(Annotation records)
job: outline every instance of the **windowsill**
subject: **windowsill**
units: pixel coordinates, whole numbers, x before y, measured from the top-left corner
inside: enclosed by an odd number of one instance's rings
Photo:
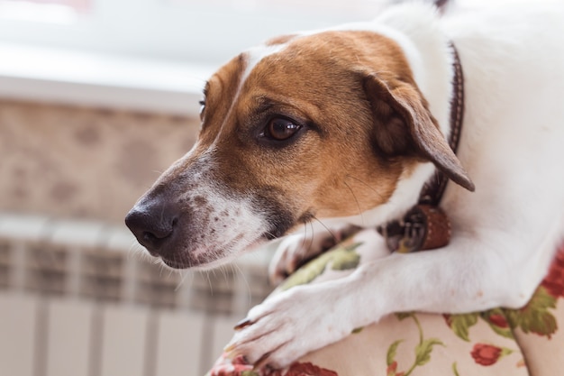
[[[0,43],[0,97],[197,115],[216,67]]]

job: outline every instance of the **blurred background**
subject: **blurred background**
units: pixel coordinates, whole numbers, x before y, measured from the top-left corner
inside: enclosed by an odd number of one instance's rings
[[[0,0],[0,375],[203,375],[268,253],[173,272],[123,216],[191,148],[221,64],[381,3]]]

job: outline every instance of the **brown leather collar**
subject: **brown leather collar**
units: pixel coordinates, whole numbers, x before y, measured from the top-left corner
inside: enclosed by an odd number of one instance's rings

## [Given exercise]
Return each line of the items that contains the word "blurred", copying those lines in full.

## [Result of this exercise]
job: outline every instance of the **blurred background**
subject: **blurred background**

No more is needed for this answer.